# Фрагмент текста
Она ничего не рассказывает о том, как он мучился последнее время своей жизни. Они приехали в Америку на операцию, а денег не было. Помню, тогда прокатилось по нашим газетам: срочно, немедленно нужны деньги на операцию. «И что же?..» – спрашиваю. «Ни рубля не пришло из России».
«А его ордена? Ведь он прошел всю войну, можно на них посмотреть?» – «Нет никаких орденов. Разве только медали…» И она рассказывает о том, как он боялся, что ему к шестидесятилетию орден дадут. Очень он того не хотел. Звонит ему Белла Ахмадулина, а он волнуется: «Белла, а они могут мне орден дать, меня не спросив?» Она его успокоила: нет, не могут. Ведь надо какие-то бумаги подписывать, анкеты. Так что нет, Булат, не дадут. Он успокоился. И орден, ему предполагавшийся, украсил другую грудь. «И так жаль, – с грустью произносит она, – что нет его книг на прилавках…»
Я тоже его двор полюбил. Не этот, сегодняшний, а тот, довоенный. Мы со своей Серпуховки редко на Арбате показывались: другое государство. И центр вдобавок. Тут не было уютных, заросших бурьяном углов, как в нашем дворе, и деревьев, старых, разросшихся, поднявшихся выше самых высоких крыш, тоже не было. И гул огромного города, отступавший перед нашим двором, гремел здесь неумолчным набатом – с гудками машин, со звонками трамваев. В эти чужие дворы мы никогда не заглядывали: странное и незнакомое всегда отпугивает, хотя и любопытство, интерес вызывает. А для него в этих арбатских дворах осталась часть его жизни. Он и родился в паре шагов от них. Этот двор возле высокого дома – его колыбель, его родная стихия. Вот почему всю жизнь он носил в себе память об этом дворе.
Дежурный по апрелю умер в Париже. А покой свой нашел в родной московской земле.
И грянул свет
«Да будет свет!» – воскликнул Бог, решительным движением включив рубильник. И Москва озарилась небывалым сиянием!
Доподлинно известно, когда именно свершилось сие событие: в конце 1730 года российский Сенат выдал указ, повелевавший «поставить на столбах фонари стеклянные», дабы осветились улицы в Кремле, Белом и Земляном городах, в Немецкой слободе и Китай-городе. Конопли у нас всегда было достаточно, масла из нее жали – залейся, и в первые московские фонари заливали именно этот продукт. Фонарщики, подставив коротенькую лестницу, взбирались поближе к светильнику, ежели надо было, подливали масла в огонь из жестяного сосуда с длинным носиком и так, перемещаясь от фонаря к фонарю, несли свет старой Москве. К концу работы они, надо полагать, совершенно офонаревали.

# Задача A
Перечислите, пожалуйста, все части Москвы, где по указу Сената конца 1730 года из фрагмента текста выше следовало осветить улицы фонарями.
# Задача B
Что, согласно фрагменту текста, заливали в первые московские фонари?

Извлечённые записи данных:

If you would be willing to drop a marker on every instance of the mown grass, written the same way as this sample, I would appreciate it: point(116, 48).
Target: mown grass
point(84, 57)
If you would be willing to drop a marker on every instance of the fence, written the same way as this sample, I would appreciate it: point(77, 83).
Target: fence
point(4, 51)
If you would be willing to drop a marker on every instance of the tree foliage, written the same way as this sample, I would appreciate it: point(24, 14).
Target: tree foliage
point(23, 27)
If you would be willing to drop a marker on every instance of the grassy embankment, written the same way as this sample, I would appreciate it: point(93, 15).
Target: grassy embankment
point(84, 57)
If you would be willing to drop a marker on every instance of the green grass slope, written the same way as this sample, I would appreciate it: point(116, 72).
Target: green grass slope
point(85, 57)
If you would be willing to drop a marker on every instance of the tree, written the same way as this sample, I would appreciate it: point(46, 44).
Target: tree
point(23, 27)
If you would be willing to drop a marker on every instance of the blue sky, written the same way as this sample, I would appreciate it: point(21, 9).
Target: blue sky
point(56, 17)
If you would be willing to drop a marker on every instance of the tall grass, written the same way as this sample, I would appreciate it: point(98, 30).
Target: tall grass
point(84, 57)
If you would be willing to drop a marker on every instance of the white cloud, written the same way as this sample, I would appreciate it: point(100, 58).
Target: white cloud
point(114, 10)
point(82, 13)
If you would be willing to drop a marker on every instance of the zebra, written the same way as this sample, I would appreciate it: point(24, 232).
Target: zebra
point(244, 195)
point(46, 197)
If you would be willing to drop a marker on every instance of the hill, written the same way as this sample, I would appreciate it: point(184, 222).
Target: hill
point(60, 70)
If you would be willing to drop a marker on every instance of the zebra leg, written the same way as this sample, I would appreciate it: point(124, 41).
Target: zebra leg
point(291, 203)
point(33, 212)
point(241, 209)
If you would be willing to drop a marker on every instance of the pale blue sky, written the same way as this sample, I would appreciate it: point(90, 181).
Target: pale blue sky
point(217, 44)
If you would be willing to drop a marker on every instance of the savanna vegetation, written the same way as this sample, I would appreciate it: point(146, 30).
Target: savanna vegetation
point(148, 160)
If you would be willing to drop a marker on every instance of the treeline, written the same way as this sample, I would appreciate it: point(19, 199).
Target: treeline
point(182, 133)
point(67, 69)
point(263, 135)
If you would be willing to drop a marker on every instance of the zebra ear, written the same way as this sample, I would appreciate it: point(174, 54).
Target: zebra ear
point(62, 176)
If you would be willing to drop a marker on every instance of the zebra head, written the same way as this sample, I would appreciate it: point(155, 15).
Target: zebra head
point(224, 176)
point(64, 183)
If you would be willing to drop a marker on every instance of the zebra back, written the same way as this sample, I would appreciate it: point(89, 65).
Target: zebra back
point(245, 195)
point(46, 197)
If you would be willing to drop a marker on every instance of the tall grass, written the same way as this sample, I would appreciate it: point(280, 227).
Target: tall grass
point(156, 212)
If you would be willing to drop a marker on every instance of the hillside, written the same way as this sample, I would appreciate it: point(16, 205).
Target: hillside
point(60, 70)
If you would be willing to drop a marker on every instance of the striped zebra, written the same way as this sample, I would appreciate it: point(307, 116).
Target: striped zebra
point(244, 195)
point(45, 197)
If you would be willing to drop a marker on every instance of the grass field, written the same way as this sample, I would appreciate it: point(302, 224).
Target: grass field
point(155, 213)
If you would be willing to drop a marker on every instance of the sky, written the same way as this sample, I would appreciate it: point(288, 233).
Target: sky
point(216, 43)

# Полный ответ A
Кремль, Белый город, Земляной город, Немецкая слобода, Китай-город.

# Полный ответ B
Конопляное масло.